Exercise goal »
What you return must match the records below exactly, apart from the omitted pictures.

Saved entries
——————————

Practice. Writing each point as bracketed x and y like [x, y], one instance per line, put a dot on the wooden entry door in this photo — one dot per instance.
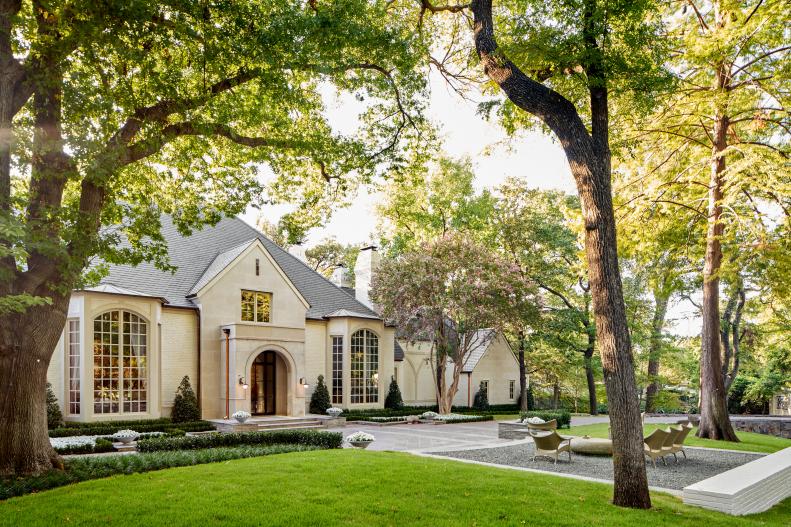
[263, 398]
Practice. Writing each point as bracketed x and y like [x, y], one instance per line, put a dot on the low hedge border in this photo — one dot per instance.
[563, 417]
[111, 427]
[291, 437]
[83, 469]
[105, 443]
[471, 419]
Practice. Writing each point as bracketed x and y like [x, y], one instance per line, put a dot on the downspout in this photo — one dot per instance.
[198, 383]
[227, 332]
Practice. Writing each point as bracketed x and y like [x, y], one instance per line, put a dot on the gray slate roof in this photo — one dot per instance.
[480, 343]
[212, 247]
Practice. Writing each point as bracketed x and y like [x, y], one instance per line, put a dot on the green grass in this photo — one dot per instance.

——————————

Worked solution »
Practice. Writing each point as bracketed x and y like [x, y], one instance per line, put a dot on the wooden entry door in this photo — one dot per instance.
[263, 398]
Practice. Writing each point as bracketed x and y like [x, y], one instance per line, put a dot on the low hedge border in this photo — one dot per instance.
[563, 417]
[111, 427]
[291, 437]
[83, 469]
[105, 443]
[471, 419]
Practice. Writing each point as bracketed x and y like [x, y], one instance per line, put a dot on the downspout in this photo — one dot per instance.
[198, 383]
[227, 332]
Practice. Writing each point as bracketed x and y like [x, y], one instance per line, put a dot on the gray slate roof in this photo — one dot per instance.
[480, 343]
[212, 247]
Practice. Writing each point as bracketed x and y like [x, y], one instance per line, put a dot on the green grass in this photo — one dot per instance.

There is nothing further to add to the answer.